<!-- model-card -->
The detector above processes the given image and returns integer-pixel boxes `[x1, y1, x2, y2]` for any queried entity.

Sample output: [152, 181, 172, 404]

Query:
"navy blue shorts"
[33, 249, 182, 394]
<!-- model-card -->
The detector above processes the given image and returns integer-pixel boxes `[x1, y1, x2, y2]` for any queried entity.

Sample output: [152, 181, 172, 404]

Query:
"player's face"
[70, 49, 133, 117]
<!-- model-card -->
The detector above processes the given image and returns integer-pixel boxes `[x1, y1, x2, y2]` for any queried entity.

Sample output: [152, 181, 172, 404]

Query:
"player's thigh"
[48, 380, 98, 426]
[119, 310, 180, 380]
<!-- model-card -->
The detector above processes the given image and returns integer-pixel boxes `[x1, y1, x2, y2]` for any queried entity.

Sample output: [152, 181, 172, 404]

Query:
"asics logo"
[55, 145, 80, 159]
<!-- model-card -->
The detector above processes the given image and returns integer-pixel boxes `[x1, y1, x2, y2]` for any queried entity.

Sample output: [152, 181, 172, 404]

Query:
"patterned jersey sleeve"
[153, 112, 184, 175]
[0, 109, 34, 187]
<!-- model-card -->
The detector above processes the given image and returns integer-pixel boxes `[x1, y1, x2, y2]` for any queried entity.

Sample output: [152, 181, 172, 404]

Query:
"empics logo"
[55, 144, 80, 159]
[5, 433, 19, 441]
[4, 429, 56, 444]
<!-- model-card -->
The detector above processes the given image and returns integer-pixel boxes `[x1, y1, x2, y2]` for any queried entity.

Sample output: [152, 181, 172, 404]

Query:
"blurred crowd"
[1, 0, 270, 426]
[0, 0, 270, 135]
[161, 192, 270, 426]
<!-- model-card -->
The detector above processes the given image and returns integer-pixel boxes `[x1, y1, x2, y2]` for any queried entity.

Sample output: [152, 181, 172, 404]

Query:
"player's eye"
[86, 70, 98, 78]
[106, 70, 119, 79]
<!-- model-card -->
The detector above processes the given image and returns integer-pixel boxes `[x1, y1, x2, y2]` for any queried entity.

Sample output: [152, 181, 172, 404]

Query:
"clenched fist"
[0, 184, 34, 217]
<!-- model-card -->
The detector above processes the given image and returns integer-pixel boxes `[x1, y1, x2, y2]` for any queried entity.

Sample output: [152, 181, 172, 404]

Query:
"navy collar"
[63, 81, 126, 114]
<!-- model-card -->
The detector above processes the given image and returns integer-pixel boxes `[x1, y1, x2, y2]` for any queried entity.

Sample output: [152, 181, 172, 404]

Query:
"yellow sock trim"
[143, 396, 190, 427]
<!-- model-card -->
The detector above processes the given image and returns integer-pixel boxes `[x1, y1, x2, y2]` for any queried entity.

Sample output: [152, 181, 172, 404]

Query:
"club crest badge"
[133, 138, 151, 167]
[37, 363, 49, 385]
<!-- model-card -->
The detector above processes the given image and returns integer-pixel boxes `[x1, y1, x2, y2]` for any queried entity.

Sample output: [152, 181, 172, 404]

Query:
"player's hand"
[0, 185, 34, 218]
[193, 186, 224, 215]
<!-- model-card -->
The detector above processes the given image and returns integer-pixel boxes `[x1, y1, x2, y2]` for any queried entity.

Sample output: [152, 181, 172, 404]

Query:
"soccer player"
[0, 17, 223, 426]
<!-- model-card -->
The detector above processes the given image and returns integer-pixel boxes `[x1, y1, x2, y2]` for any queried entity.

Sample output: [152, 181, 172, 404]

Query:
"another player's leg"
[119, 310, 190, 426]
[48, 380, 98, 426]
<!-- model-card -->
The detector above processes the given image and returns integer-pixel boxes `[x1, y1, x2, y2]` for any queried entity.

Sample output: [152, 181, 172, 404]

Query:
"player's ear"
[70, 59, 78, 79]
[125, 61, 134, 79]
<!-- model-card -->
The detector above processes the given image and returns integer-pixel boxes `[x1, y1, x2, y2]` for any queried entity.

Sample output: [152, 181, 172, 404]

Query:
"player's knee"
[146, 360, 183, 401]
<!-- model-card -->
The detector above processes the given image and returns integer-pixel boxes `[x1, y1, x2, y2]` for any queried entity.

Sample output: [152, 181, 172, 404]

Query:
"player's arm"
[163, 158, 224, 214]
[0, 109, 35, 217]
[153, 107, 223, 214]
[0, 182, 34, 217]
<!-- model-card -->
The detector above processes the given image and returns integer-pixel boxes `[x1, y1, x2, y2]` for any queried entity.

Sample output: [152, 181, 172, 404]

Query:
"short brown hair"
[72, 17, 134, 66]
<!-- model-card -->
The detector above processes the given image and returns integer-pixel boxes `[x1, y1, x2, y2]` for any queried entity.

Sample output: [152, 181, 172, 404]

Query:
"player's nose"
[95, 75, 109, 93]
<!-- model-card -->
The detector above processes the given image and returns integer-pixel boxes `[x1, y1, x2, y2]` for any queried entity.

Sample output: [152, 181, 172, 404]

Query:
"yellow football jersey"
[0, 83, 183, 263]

TRY IT: Give the whole listing again, character for character.

SOLUTION TO THIS TASK:
<!-- model-card -->
The detector above processes the given image and returns integer-pixel boxes `[x1, y1, x2, y2]` for any queried entity.

Sample output: [152, 181, 172, 404]

Query:
"navy blue shorts"
[33, 249, 182, 394]
<!-- model-card -->
The detector above processes the given image and returns integer-pixel boxes `[x1, y1, x2, y2]` for any queried entity.

Sample output: [152, 181, 172, 404]

Query:
"player's face"
[70, 49, 133, 117]
<!-- model-card -->
The detector above processes the given image and returns integer-pixel boxes `[x1, y1, x2, y2]` for any queried entity.

Sample output: [152, 181, 172, 404]

Query:
"player's thigh"
[48, 380, 98, 426]
[119, 310, 180, 380]
<!-- model-card -->
The detector above processes the given image and returns integer-pixel boxes `[x1, y1, x2, y2]` for any queried entity.

Sample output: [152, 181, 172, 404]

Query:
"asics logo"
[55, 145, 80, 159]
<!-- model-card -->
The detector above processes the given image and returns integer-pixel boxes `[x1, y1, x2, y2]` for any queried entity.

Sample output: [152, 181, 172, 404]

Query:
"patterned jersey sleeve"
[153, 112, 184, 175]
[0, 109, 34, 187]
<!-- model-card -->
The detector above processes the given image and returns integer-pixel boxes `[x1, y1, x2, y2]` for any queried entity.

Sample output: [152, 181, 172, 404]

Query:
"empics logo"
[55, 144, 80, 159]
[5, 433, 19, 441]
[4, 429, 56, 444]
<!-- model-card -->
The detector above processes the given image and returns integer-pixel boxes `[x1, y1, x2, y2]` for any queried entity.

Sample output: [152, 181, 172, 404]

Query:
"blurred crowd"
[1, 0, 270, 426]
[0, 0, 270, 135]
[161, 192, 270, 426]
<!-- model-card -->
The detector above processes the given image and returns integer-pixel boxes `[x1, y1, x2, y2]` for any queried entity.

Sample output: [152, 181, 172, 404]

Query:
"player's eye"
[86, 70, 98, 78]
[106, 70, 119, 79]
<!-- model-card -->
The detector above processes the given image and returns integer-pixel boxes `[x1, y1, x2, y2]` for any queried entity.

Sample output: [152, 181, 172, 404]

Query:
"clenched fist"
[0, 184, 34, 217]
<!-- model-card -->
The detector above processes the given image and returns integer-pixel boxes `[x1, y1, x2, y2]` for any queried entity.

Sample output: [152, 181, 172, 404]

Query:
"navy collar"
[63, 81, 126, 114]
<!-- model-card -->
The detector above processes the given image and returns integer-pixel boxes `[x1, y1, x2, y2]` for any queried entity.

Sample output: [152, 181, 172, 404]

Query:
"yellow sock trim"
[143, 396, 190, 427]
<!-- model-card -->
The detector above processes the given image and returns integer-pixel boxes `[x1, y1, x2, y2]` for any queried entity.

Sample output: [152, 181, 172, 404]

Query:
"club crest badge"
[133, 138, 151, 167]
[37, 363, 49, 385]
<!-- model-card -->
The detector above processes the given image and returns integer-pixel boxes `[x1, y1, x2, y2]` for any queried entity.

Sample output: [152, 181, 172, 404]

Query:
"player's hand"
[0, 185, 34, 218]
[193, 186, 224, 215]
<!-- model-card -->
The detector above processes the given image and returns integer-pixel boxes `[x1, y1, x2, y2]` for any queried entity.

Sample output: [152, 181, 172, 404]

Query:
"soccer player"
[0, 17, 223, 426]
<!-- model-card -->
The detector above processes the given image and returns integer-pixel boxes `[x1, y1, x2, y2]` for any queried entity.

Sample output: [152, 181, 172, 404]

Query:
"another player's leg"
[119, 310, 190, 426]
[48, 380, 98, 426]
<!-- model-card -->
The detector above processes the given image and returns integer-pixel boxes `[x1, y1, x2, y2]` for any queried entity.

Sample output: [152, 181, 172, 404]

Query:
"player's ear"
[70, 59, 78, 79]
[125, 61, 134, 79]
<!-- model-card -->
The detector above processes the given image and returns integer-pixel boxes `[x1, y1, x2, y2]` for any queried entity.

Sample output: [152, 181, 172, 404]

Query:
"player's knee"
[146, 360, 183, 401]
<!-- model-card -->
The detector above processes the given image and returns integer-pixel boxes `[x1, y1, x2, y2]` for any queried entity.

Sample output: [152, 181, 172, 404]

Query:
"player's arm"
[163, 158, 224, 214]
[0, 109, 35, 217]
[153, 107, 223, 214]
[0, 182, 34, 217]
<!-- model-card -->
The detector above processes the given image and returns integer-pixel boxes `[x1, y1, x2, y2]` for any queried entity.

Sample output: [152, 181, 172, 404]

Query:
"short brown hair"
[72, 17, 134, 66]
<!-- model-card -->
The detector above processes the given image and returns integer-pixel boxes `[x1, y1, x2, y2]` for any queried entity.

Sample output: [152, 181, 172, 404]

Query:
"player's nose"
[95, 75, 109, 93]
<!-- model-card -->
The detector above processes the given image and returns integer-pixel boxes `[x1, y1, x2, y2]` for any queried entity.

Sample output: [152, 181, 172, 404]

Query:
"yellow football jersey"
[0, 83, 183, 263]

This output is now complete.